WHAT YOU NEED TO DO »
Put the lines below into a numbered list, skipping blank lines and leaving out the pictures.

(Dataset items)
— START —
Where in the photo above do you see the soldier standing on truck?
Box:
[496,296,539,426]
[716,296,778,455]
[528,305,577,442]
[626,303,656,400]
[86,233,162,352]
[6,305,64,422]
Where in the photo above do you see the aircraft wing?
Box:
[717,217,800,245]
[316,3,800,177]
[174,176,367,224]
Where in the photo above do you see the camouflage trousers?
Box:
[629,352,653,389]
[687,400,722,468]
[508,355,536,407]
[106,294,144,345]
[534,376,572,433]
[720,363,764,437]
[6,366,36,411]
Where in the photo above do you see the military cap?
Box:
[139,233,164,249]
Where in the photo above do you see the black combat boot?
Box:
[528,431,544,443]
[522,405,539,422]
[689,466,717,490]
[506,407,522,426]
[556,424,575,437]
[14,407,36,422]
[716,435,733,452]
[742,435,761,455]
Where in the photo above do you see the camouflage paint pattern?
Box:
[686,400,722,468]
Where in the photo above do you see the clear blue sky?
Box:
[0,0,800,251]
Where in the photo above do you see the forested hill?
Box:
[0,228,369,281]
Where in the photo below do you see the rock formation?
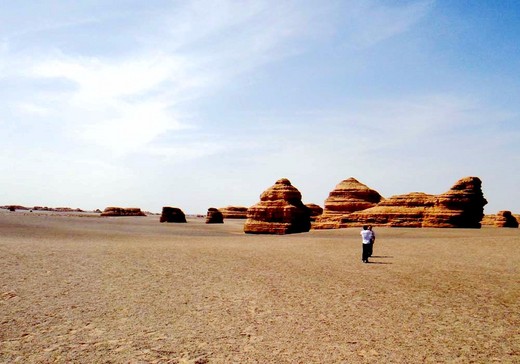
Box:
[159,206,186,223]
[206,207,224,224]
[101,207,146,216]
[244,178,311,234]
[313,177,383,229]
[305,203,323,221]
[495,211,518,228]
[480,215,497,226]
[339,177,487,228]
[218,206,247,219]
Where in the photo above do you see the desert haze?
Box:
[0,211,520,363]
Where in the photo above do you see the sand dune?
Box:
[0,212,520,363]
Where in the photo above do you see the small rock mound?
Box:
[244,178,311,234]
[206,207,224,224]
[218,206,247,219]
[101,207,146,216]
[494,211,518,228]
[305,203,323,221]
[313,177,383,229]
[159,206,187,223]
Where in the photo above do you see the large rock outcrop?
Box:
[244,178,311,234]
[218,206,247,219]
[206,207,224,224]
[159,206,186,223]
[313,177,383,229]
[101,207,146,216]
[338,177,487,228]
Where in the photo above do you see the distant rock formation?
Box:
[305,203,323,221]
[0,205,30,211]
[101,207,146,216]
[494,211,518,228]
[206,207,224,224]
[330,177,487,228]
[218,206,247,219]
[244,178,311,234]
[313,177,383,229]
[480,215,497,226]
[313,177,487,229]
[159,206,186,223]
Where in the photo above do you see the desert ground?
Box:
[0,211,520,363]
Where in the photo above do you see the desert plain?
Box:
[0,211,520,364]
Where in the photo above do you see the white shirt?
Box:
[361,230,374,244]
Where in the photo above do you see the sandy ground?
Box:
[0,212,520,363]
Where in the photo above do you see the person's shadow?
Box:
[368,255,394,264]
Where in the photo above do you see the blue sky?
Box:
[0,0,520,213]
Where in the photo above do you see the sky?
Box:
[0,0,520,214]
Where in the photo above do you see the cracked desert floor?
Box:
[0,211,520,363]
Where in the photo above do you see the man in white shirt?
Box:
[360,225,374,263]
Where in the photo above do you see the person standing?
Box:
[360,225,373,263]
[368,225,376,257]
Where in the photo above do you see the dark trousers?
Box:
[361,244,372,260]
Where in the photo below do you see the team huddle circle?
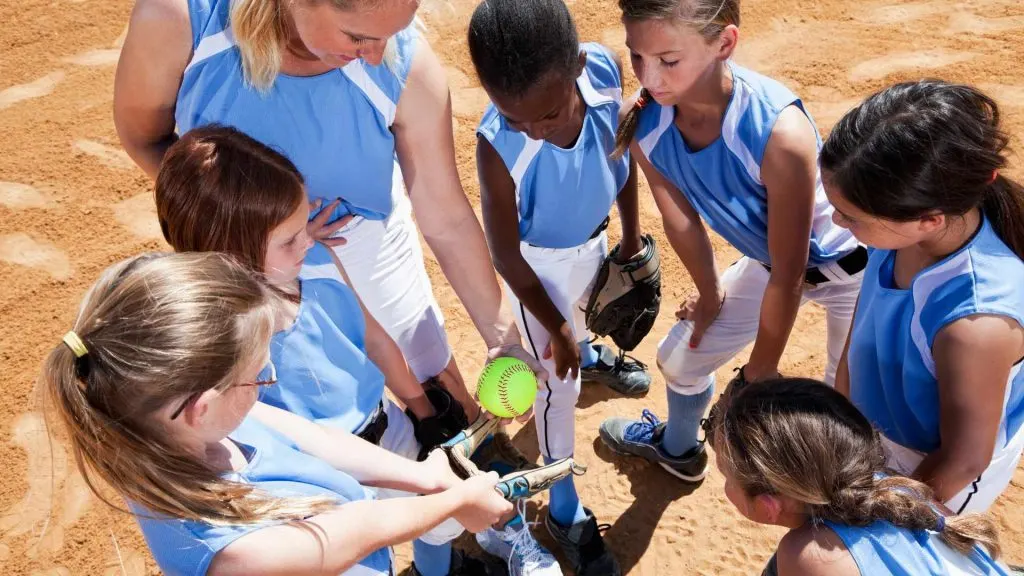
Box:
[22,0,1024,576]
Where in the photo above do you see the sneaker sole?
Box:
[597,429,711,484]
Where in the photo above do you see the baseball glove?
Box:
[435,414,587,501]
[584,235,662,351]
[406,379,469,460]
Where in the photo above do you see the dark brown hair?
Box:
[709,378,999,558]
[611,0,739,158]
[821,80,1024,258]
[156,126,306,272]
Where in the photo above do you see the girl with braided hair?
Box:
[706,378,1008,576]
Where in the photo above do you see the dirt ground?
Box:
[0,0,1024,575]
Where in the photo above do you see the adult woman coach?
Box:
— END —
ANSWER TO THE EXERCISE »
1. Where in the photo above do you see the soldier standing on truck?
2. Box:
3. [496,296,539,426]
4. [716,296,778,455]
5. [528,305,577,442]
6. [626,303,656,400]
7. [86,233,162,352]
8. [6,305,64,422]
9. Where in the photo above do you see the aircraft wing?
10. Box:
11. [717,217,800,245]
12. [316,3,800,177]
13. [174,176,367,224]
14. Where in the photo above do you see the camouflage trousers?
15. Box:
16. [629,352,653,389]
17. [687,400,722,468]
18. [508,355,536,407]
19. [106,294,144,345]
20. [534,376,572,433]
21. [720,363,764,437]
22. [6,366,36,411]
23. Where in the photo above do you see the military cap?
24. Box:
25. [139,233,164,249]
26. Where in the photo above do you see the black combat boot?
27. Box:
28. [528,431,544,443]
29. [522,405,539,422]
30. [689,466,717,490]
31. [506,407,522,426]
32. [556,424,575,437]
33. [14,407,36,422]
34. [716,435,733,452]
35. [742,435,761,455]
36. Where in the photo above do you see the camouflage paint pattern?
37. Box:
38. [686,400,722,468]
39. Where in the photo above do you see the clear blue sky?
40. Box:
41. [0,0,800,251]
42. Where in the photo above do you see the forested hill?
43. Box:
44. [0,228,369,281]
45. Where in the photo below do you see the rock formation?
46. Box:
47. [159,206,186,223]
48. [206,207,224,224]
49. [101,207,146,216]
50. [244,178,311,234]
51. [313,177,383,229]
52. [305,203,323,221]
53. [495,211,518,228]
54. [480,215,497,226]
55. [339,177,487,228]
56. [218,206,247,219]
57. Where in the photo above do you see the desert haze?
58. Box:
59. [0,211,520,363]
60. Where in the photo above do you see the sand dune?
61. Box:
62. [0,212,520,363]
63. Where in the photo above do you see the small rock mound?
64. Box:
65. [244,178,311,234]
66. [206,207,224,224]
67. [218,206,247,219]
68. [101,207,146,216]
69. [494,211,518,228]
70. [305,203,323,221]
71. [313,177,383,229]
72. [159,206,187,223]
73. Where in the photo above do you see the large rock outcrop?
74. Box:
75. [244,178,311,234]
76. [218,206,247,219]
77. [206,207,224,224]
78. [159,206,186,223]
79. [313,177,383,229]
80. [101,207,146,216]
81. [338,177,487,228]
82. Where in the photo above do you see the distant rock formation?
83. Box:
84. [305,203,323,221]
85. [0,205,30,211]
86. [101,207,146,216]
87. [494,211,518,228]
88. [206,207,224,224]
89. [330,177,487,228]
90. [218,206,247,219]
91. [244,178,311,234]
92. [313,177,383,229]
93. [480,215,497,226]
94. [313,177,487,229]
95. [159,206,186,223]
96. Where in the photo above do you see the desert ground?
97. Box:
98. [0,211,520,363]
99. Where in the photo above do you see the desert plain?
100. Box:
101. [0,211,520,364]
102. Where in the photo above do you see the white shirt?
103. Box:
104. [361,230,374,244]
105. Where in the photo above do you see the sandy ground?
106. Box:
107. [0,212,520,363]
108. Where in the photo above do you see the person's shadow?
109. Box:
110. [368,255,394,264]
111. Where in the photo above do you see the blue sky?
112. Box:
113. [0,0,520,213]
114. Where in the photo above do you see the sky?
115. Box:
116. [0,0,520,214]
117. Where in the photo above do you see the cracked desert floor?
118. Box:
119. [0,211,520,363]
120. Where in the photo above do you see the man in white shirt?
121. Box:
122. [360,225,374,263]
123. Where in the photo above do you see the person standing?
124. Box:
125. [360,225,373,263]
126. [368,225,376,257]
127. Where in the photo above do you see the dark trousers?
128. Box:
129. [361,244,372,260]
130. Where in the photo below do you see the team huddle circle?
131. Box:
132. [22,0,1024,576]
133. Where in the photo above do you see the sneaker sole?
134. Box:
135. [597,429,711,484]
136. Where in the photo above do you see the baseball glove?
137. Box:
138. [435,414,587,501]
139. [584,235,662,351]
140. [406,379,469,460]
141. Where in the photo above do you see the dark brown hair?
142. Box:
143. [709,378,999,558]
144. [611,0,739,158]
145. [821,80,1024,258]
146. [156,126,306,272]
147. Where in the photo above do you see the girl with braided hair?
148. Box:
149. [706,378,1008,576]
150. Where in the photo above do you see the dirt ground?
151. Box:
152. [0,0,1024,575]
153. Where in the photo above do you see the adult woman coach?
154. Box:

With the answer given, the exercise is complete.